■ PAGE TEXT:
^^^^^^^^

Project description:Tyrosine kinase inhibitors (EGFR-TKIs) targeting the epidermal growth factor receptor (EGFR) have been used in non-small cell lung carcinoma (NSCLC) for years with promising results, in particular in patients with activating mutations in the EGFR kinase domain (exon 19 E746-A750 deletion or exon 21 L858R point mutation). However, despite their great success in the clinic, a significant number of patients do not respond to EGFR-TKIs, such as those carrying the L858R/T790M mutation or EGFR wild type. Thus, detecting the EGFR mutation status before EGFR-TKIs therapy is essential to ensure its efficacy. In this study, we report a novel SPECT tracer 99mTc-HYNIC-MPG that binds specifically to activating mutant EGFR and which could therefore be used to noninvasively select patients sensitive to EGFR-TKIs. We evaluated the capacity of 99mTc-HYNIC-MPG in detecting EGFR-activating mutations both in vitro and in vivo using four human NSCLC cell lines (PC9, H1975, H358 and H520). 99mTc-HYNIC-MPG had significantly higher accumulation in PC9 tumor cells when compared to H1975, H358 and H520 tumors cells, which may be due to the activating mutations (exon 19 deletion) in EGFR tyrosine kinase domain in PC9 cells. Thus, 99mTc-HYNIC-MPG SPECT imaging may be used to identify NSCLC tumors with a potential high response rate to EGFR-TKIs.

^^^^^^^^

■ EXTRACTED ENTRIES:
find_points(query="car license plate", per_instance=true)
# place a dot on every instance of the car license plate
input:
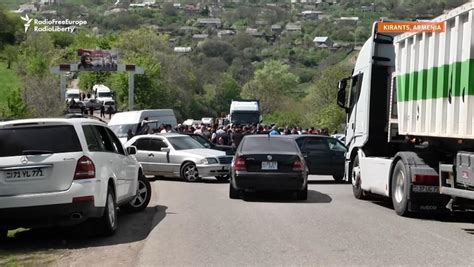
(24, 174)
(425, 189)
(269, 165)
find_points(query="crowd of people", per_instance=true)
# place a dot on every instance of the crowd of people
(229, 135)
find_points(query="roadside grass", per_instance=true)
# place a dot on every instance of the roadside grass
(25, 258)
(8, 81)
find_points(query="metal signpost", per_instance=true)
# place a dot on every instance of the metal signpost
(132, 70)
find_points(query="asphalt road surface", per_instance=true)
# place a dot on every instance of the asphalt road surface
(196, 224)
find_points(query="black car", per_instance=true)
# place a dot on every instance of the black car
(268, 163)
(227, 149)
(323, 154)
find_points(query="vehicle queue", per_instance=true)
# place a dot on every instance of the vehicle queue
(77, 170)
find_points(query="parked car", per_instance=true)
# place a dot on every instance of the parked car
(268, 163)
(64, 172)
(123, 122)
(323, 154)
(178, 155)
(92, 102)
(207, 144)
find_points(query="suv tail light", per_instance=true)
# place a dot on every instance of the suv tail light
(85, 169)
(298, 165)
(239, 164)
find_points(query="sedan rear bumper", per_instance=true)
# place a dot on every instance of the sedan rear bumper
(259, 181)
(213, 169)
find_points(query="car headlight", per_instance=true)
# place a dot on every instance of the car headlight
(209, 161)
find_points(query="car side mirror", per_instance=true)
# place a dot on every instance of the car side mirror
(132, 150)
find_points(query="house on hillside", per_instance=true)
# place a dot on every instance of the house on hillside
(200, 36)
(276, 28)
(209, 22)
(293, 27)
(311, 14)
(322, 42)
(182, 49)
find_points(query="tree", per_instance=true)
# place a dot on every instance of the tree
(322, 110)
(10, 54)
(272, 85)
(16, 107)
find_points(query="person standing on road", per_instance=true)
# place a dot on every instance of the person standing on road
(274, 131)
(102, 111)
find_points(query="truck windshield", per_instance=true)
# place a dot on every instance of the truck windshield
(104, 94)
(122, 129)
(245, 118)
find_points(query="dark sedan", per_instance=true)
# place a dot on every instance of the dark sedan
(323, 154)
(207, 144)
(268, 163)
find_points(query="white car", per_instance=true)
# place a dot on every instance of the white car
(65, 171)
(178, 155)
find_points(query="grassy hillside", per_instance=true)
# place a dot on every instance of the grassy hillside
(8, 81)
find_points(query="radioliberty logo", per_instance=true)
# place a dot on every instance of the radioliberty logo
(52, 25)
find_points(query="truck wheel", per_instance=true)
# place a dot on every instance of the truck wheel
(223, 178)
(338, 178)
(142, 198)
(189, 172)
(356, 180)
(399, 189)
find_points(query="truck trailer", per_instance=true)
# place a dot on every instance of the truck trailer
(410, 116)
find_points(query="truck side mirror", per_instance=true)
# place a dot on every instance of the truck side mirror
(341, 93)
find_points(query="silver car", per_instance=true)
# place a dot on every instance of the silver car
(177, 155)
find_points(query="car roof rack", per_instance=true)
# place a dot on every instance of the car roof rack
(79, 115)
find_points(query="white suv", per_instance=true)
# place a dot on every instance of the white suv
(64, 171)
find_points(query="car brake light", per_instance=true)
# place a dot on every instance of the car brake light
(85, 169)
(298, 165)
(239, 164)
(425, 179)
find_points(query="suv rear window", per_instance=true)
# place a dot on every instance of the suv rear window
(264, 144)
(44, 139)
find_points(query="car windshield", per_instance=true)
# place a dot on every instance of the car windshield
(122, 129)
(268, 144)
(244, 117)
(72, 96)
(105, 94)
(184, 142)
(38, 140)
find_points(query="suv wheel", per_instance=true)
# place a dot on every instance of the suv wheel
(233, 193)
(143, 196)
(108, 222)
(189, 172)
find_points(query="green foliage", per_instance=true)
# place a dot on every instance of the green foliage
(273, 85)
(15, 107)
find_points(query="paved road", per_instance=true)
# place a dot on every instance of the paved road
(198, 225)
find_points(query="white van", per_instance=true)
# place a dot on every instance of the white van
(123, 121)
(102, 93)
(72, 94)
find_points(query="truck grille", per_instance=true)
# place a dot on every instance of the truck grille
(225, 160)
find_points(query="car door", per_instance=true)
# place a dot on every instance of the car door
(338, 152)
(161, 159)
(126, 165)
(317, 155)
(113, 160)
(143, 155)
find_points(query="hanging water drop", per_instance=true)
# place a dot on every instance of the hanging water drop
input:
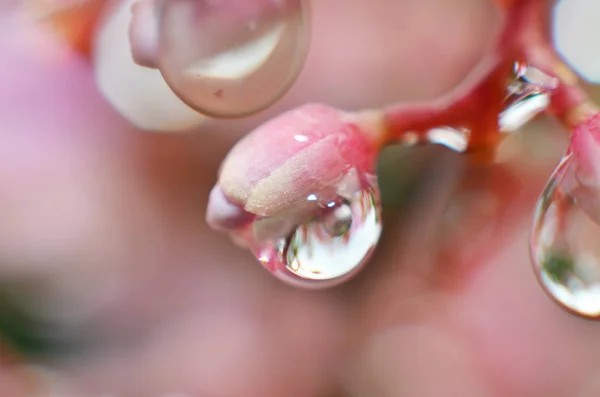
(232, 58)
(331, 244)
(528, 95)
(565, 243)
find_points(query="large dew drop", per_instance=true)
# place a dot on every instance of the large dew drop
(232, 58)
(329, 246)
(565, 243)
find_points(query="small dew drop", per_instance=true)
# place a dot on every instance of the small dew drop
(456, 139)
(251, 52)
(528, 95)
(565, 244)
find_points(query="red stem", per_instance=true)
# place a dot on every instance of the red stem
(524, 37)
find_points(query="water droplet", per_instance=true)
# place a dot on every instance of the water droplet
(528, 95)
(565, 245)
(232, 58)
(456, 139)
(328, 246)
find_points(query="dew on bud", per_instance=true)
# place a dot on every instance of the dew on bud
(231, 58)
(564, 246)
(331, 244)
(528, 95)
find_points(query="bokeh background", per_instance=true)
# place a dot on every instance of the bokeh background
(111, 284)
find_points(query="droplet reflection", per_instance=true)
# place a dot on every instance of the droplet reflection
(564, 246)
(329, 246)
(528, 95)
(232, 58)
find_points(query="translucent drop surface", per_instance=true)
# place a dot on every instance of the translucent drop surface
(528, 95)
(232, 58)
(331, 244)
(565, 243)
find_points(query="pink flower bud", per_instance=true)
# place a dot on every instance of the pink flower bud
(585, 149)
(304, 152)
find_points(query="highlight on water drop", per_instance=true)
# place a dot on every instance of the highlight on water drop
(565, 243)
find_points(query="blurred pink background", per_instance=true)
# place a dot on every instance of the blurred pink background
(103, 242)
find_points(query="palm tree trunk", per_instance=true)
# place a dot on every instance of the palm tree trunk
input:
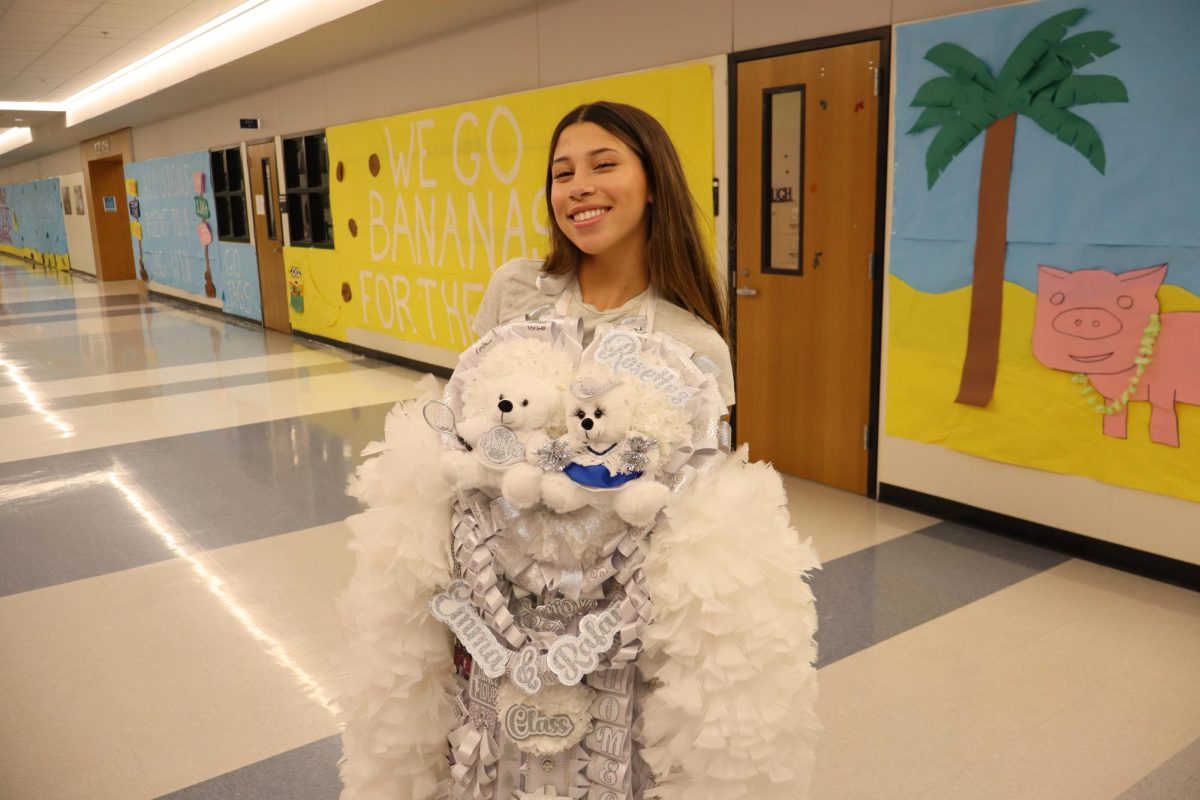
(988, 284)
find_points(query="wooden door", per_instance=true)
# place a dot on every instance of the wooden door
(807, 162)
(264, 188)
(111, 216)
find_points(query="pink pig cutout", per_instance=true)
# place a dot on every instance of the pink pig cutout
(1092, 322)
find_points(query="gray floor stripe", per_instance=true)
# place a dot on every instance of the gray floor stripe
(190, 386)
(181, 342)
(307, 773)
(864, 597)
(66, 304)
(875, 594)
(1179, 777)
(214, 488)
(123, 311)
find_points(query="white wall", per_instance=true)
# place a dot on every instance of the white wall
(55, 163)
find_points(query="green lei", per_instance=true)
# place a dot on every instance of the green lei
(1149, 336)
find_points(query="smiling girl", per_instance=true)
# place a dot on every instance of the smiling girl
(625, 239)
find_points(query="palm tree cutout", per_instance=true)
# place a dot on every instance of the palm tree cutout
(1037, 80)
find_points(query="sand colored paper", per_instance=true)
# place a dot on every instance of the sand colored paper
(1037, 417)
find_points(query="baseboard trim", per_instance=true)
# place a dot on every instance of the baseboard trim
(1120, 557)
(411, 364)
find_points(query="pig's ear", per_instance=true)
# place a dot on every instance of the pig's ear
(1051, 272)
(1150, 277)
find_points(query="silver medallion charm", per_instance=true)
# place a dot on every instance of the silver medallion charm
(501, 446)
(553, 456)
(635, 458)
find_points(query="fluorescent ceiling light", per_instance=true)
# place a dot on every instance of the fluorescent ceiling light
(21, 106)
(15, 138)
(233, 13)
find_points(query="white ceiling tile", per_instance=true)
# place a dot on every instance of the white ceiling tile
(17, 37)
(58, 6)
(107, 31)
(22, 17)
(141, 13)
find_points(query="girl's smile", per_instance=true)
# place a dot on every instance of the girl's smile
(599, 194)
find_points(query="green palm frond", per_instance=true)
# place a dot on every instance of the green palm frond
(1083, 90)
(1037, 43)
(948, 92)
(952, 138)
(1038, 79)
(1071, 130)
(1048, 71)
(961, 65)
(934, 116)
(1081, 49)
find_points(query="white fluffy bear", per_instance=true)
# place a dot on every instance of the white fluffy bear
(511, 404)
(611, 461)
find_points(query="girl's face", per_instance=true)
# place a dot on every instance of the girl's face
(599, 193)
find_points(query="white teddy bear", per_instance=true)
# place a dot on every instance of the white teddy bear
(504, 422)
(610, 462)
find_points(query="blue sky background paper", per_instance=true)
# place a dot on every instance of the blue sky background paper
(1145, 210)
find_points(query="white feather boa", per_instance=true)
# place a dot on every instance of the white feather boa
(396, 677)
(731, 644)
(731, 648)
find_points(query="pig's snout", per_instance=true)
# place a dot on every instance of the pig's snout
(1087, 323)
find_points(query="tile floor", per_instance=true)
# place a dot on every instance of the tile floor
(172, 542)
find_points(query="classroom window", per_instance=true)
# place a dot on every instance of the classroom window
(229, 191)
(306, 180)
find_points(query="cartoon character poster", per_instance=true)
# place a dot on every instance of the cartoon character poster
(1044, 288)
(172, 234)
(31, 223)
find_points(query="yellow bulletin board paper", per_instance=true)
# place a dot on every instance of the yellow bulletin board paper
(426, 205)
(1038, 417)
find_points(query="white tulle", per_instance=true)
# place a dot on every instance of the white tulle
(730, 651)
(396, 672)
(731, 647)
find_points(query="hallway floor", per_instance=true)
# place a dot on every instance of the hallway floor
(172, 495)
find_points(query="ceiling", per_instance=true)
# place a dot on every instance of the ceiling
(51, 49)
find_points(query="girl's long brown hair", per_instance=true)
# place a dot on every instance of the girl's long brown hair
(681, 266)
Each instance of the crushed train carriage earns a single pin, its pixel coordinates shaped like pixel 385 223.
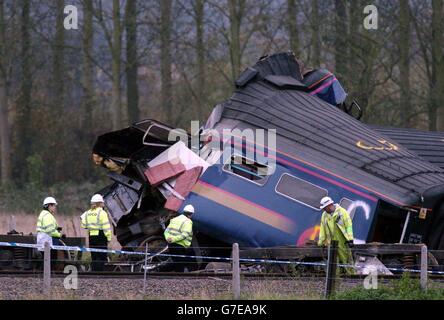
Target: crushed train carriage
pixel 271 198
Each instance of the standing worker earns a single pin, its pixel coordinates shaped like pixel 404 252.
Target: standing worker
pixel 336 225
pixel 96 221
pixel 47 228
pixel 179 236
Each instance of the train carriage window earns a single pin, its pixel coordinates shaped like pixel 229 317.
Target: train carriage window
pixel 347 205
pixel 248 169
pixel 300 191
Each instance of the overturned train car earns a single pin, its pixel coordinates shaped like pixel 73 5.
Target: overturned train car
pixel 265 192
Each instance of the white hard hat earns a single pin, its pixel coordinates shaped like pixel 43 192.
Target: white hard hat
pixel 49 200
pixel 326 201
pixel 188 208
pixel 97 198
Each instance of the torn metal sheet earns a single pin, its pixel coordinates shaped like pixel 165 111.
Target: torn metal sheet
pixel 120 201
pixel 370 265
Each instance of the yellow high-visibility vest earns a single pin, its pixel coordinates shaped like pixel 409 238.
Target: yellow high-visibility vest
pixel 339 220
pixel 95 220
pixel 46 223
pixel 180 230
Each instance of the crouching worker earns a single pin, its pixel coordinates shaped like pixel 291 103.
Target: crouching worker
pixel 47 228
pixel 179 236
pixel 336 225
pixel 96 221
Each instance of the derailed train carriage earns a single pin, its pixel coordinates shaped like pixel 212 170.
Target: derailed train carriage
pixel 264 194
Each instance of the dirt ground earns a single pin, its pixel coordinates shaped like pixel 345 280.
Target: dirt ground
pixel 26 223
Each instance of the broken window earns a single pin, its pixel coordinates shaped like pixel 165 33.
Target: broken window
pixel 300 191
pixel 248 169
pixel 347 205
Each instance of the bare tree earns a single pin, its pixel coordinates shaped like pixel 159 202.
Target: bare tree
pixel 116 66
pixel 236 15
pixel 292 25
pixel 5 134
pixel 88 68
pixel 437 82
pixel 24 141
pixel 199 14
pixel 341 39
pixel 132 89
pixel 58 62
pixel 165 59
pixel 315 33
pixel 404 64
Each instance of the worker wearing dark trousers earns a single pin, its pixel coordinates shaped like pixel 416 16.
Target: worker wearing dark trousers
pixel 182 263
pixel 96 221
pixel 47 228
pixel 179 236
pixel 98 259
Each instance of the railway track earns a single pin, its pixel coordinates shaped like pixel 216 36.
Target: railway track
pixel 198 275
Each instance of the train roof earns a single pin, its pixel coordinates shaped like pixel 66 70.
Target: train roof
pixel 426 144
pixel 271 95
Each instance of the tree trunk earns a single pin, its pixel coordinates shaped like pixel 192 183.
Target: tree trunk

^^^^^^^^

Echo the project description in full, word for word. The entries were taken from a different source than the project description.

Project description:Tyrosine kinase inhibitors (EGFR-TKIs) targeting the epidermal growth factor receptor (EGFR) have been used in non-small cell lung carcinoma (NSCLC) for years with promising results, in particular in patients with activating mutations in the EGFR kinase domain (exon 19 E746-A750 deletion or exon 21 L858R point mutation). However, despite their great success in the clinic, a significant number of patients do not respond to EGFR-TKIs, such as those carrying the L858R/T790M mutation or EGFR wild type. Thus, detecting the EGFR mutation status before EGFR-TKIs therapy is essential to ensure its efficacy. In this study, we report a novel SPECT tracer 99mTc-HYNIC-MPG that binds specifically to activating mutant EGFR and which could therefore be used to noninvasively select patients sensitive to EGFR-TKIs. We evaluated the capacity of 99mTc-HYNIC-MPG in detecting EGFR-activating mutations both in vitro and in vivo using four human NSCLC cell lines (PC9, H1975, H358 and H520). 99mTc-HYNIC-MPG had significantly higher accumulation in PC9 tumor cells when compared to H1975, H358 and H520 tumors cells, which may be due to the activating mutations (exon 19 deletion) in EGFR tyrosine kinase domain in PC9 cells. Thus, 99mTc-HYNIC-MPG SPECT imaging may be used to identify NSCLC tumors with a potential high response rate to EGFR-TKIs.